*Task directions*. Locate the line with "photo below and" in the material. Copy that line and each one after it, through the last, exactly and with nothing else.
** begin **
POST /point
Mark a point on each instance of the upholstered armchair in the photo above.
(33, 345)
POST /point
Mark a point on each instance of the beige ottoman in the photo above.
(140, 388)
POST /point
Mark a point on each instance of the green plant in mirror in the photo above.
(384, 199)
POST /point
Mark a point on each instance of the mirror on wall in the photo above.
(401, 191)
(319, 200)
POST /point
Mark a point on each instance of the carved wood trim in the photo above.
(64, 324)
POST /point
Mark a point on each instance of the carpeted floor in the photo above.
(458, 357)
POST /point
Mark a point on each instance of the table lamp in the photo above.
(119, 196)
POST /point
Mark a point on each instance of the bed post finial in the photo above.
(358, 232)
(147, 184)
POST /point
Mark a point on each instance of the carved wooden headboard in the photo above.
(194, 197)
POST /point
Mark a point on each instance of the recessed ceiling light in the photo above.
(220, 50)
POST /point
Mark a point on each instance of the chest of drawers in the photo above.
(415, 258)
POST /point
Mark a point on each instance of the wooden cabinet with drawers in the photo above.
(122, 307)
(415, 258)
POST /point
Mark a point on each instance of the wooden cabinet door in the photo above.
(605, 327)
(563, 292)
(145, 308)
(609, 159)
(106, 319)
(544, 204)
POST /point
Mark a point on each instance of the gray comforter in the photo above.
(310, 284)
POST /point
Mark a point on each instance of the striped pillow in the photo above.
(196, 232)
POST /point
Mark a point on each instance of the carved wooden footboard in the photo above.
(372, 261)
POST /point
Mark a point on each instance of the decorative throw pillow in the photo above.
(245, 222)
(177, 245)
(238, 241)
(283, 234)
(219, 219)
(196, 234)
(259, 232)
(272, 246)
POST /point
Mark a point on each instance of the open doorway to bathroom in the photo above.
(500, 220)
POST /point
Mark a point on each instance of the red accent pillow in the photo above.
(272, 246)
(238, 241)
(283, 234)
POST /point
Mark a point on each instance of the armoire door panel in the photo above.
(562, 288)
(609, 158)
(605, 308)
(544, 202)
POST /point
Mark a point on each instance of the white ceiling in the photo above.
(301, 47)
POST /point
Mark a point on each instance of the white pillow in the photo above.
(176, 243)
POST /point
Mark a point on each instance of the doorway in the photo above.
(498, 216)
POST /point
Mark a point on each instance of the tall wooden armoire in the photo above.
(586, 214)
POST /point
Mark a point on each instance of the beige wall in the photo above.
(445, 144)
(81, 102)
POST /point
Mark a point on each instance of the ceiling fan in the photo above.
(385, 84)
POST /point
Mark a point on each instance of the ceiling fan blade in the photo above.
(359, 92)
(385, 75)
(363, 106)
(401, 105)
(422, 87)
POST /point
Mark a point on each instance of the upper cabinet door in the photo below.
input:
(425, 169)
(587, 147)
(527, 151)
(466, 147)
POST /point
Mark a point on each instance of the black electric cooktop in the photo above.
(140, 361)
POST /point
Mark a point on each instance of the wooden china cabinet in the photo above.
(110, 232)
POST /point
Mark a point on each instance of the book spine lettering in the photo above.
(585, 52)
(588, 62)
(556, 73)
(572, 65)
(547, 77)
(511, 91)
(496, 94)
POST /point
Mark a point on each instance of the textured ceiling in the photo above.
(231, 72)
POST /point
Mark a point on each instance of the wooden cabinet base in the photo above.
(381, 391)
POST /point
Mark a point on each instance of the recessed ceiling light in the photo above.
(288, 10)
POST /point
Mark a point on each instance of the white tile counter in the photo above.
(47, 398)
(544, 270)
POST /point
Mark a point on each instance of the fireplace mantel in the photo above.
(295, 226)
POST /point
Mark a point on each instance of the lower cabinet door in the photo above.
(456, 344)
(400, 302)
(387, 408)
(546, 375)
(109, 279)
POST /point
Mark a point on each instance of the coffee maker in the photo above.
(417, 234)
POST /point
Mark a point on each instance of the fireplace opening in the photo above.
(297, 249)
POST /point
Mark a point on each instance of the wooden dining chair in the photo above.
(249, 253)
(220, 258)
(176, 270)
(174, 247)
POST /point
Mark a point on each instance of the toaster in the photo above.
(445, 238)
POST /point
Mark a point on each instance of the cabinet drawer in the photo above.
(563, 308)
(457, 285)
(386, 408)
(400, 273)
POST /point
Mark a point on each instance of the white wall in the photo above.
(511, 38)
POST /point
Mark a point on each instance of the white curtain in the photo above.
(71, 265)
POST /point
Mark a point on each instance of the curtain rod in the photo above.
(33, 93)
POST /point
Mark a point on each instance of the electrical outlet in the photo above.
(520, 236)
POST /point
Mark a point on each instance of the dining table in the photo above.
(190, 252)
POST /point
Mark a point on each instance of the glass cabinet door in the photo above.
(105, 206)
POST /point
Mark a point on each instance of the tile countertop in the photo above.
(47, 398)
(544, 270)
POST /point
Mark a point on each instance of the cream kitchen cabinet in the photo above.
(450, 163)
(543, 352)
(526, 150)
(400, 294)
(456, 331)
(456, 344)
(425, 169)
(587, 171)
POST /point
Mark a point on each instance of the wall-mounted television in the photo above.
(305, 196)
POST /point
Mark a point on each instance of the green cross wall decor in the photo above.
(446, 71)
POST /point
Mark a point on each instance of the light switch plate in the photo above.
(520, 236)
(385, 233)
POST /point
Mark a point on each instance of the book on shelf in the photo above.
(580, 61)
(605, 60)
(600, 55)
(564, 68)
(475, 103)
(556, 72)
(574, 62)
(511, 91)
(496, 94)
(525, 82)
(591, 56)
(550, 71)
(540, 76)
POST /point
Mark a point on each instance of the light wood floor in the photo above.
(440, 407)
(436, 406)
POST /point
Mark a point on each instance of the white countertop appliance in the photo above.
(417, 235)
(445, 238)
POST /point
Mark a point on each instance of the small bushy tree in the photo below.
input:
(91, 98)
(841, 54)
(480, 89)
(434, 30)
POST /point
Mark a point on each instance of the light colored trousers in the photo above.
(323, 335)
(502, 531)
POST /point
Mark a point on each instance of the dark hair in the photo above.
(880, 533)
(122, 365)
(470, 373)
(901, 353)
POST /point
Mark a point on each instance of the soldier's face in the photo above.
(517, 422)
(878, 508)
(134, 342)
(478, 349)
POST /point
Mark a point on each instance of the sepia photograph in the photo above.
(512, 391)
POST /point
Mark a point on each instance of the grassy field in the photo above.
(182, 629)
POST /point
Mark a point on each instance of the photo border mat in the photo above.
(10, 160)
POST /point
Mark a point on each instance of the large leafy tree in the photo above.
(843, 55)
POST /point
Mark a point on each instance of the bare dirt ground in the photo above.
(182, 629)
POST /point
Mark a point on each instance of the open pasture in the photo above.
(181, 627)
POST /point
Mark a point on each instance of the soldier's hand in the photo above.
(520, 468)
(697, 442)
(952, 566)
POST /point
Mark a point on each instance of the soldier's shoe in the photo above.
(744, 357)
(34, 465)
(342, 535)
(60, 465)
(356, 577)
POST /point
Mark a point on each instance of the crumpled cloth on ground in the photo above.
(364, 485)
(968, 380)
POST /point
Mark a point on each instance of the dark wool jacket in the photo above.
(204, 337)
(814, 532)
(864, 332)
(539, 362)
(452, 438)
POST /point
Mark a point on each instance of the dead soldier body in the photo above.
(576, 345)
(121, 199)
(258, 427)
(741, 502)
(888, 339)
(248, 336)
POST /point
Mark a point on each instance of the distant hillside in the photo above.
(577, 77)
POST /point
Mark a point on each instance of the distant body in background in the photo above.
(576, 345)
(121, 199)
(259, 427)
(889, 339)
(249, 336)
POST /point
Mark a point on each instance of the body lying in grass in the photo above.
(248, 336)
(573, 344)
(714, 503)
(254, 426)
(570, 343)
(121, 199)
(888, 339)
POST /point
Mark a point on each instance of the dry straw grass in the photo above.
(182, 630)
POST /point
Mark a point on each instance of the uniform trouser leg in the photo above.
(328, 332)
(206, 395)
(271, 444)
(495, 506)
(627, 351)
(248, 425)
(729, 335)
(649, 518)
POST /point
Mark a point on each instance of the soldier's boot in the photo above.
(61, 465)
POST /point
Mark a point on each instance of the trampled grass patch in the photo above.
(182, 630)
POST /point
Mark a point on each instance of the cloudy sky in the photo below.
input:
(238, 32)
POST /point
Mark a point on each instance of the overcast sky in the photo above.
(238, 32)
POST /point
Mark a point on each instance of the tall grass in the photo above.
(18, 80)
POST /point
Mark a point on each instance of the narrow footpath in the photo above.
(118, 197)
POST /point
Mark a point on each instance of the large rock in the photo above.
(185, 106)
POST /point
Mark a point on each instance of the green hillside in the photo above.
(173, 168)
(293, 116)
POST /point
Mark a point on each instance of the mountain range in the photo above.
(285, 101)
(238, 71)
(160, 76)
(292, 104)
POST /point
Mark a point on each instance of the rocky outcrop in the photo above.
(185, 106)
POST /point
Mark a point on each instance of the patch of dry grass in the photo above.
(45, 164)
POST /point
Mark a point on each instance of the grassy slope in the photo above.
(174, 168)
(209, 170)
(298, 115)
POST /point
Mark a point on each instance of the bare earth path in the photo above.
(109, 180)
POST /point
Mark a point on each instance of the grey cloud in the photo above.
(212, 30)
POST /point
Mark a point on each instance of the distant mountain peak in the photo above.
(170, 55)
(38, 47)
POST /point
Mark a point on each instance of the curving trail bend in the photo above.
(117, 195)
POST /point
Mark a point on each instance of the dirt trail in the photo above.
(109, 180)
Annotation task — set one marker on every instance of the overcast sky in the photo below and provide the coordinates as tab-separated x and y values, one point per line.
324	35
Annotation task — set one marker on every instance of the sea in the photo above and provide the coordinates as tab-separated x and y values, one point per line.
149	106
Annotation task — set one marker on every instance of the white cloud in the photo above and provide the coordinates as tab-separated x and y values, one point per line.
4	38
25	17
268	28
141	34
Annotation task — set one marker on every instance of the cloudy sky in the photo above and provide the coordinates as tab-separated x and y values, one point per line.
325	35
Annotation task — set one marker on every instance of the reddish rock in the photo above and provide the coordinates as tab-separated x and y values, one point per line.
** end **
*Output of the task*.
Annotation task — set one marker on every instance of the overcast sky in the photo below and provide the coordinates as tab-separated x and y values, one point per line.
324	35
Annotation task — set one marker on every instance of the sea in the photo above and provide the coordinates as tab-separated x and y values, one point per line.
149	106
Annotation task — set one marker on every instance of the white cloud in the photo above and provide the coordinates as tab-separated x and y values, one point per line.
4	38
25	17
268	28
141	34
Annotation task — set one marker on every instance of the cloudy sky in the photo above and provide the coordinates as tab-separated x and y values, one point per line.
325	35
Annotation task — set one marker on every instance of the reddish rock in the photo above and provide the coordinates as tab-separated x and y values, one point per line.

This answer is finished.